● EXERCISE
Pick out each line of the listing below that contains the word "track".

● GIVEN INFORMATION
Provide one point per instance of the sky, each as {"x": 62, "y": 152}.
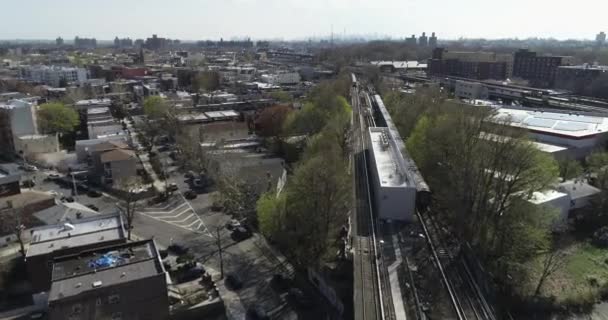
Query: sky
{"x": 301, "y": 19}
==
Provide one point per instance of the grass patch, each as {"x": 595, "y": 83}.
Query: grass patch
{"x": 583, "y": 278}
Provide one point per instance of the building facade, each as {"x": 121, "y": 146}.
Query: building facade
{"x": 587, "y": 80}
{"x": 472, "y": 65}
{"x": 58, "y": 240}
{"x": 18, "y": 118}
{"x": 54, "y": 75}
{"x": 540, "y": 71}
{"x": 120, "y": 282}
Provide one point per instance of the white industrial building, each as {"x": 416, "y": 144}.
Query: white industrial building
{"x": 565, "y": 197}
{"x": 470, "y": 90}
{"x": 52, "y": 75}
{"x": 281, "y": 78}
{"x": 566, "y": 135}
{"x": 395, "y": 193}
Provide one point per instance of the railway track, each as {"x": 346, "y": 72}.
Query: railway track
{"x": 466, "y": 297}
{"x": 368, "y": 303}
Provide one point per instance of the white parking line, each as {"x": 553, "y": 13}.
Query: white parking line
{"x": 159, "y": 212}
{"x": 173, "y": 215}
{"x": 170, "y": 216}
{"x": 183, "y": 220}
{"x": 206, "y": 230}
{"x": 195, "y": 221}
==
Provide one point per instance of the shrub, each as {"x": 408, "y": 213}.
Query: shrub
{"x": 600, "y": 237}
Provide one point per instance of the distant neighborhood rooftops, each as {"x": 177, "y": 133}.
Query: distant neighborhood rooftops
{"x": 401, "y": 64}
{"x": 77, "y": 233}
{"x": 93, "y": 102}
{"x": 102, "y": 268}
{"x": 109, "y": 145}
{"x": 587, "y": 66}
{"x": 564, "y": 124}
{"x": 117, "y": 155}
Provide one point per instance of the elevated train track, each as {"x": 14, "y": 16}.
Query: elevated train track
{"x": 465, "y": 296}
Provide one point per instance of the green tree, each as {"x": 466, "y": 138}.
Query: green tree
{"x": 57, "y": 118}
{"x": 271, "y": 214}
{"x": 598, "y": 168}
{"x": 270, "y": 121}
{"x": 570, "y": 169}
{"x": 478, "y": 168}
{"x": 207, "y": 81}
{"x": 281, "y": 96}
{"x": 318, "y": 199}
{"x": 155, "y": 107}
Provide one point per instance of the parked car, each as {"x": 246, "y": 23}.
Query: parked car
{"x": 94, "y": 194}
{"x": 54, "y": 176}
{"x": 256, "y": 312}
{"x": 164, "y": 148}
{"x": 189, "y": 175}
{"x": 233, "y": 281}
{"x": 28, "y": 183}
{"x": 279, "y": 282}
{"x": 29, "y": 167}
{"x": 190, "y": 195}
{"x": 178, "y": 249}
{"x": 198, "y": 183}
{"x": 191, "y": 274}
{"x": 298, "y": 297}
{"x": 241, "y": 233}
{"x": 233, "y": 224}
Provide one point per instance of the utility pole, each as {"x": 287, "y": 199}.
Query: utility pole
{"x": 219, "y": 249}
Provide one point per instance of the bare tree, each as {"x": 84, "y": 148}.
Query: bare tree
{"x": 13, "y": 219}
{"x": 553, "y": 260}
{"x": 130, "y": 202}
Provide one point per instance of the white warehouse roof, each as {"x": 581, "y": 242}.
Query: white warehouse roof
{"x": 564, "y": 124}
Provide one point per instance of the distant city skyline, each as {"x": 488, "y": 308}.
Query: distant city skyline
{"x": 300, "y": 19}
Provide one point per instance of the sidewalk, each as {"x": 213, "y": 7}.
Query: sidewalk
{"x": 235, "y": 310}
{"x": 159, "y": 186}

● THE ANSWER
Provide one point per instance of the railway track, each as {"x": 346, "y": 72}.
Query: railway track
Provide one point per instance of the elevated train track, each as {"x": 14, "y": 16}.
Query: elevated train track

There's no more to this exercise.